**Goal of the exercise**
Leave the pictures aside and copy all the data exactly.

**Data extract**
# # #
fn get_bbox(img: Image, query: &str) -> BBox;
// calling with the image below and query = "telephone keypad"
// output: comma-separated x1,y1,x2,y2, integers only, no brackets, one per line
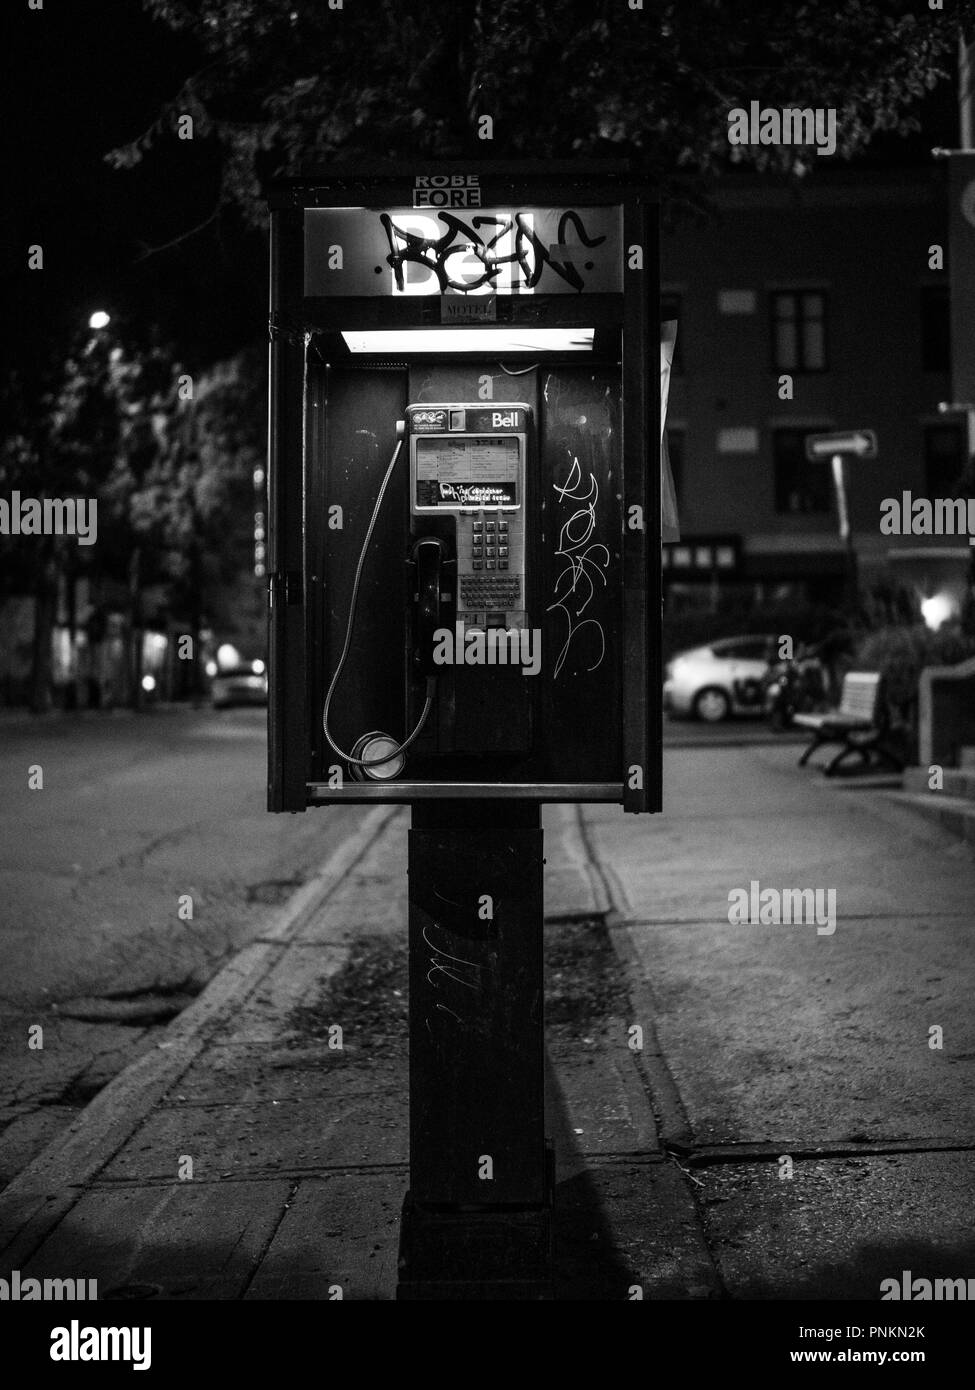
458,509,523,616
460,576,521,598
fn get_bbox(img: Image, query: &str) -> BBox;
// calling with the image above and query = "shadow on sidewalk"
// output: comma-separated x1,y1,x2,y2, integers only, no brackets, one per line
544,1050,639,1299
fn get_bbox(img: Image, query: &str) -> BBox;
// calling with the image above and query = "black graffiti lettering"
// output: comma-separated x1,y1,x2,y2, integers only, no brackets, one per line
# # #
**Task output**
fn get_bbox(img: Image, query: &str) -> BBox;
// calling with the image below and query = "telephone keypad"
// output: comma-separated x1,y1,x2,y2, integers only, no brackets, one per line
458,509,523,616
460,576,521,598
fn get_bbox(img: Image, query: &str) -> BBox;
// calling with the image above and query = "shadow on sidewalk"
// output: comma-separated x1,y1,x2,y2, integers only, no brackets, one per line
544,1050,639,1299
fn get_bbox(img: Image, query: &str) -> BBox;
// calling with the image above and query = "black graffiti lettering"
// output: comma-separated x1,y1,x2,y2, integers only, no brackets, one per line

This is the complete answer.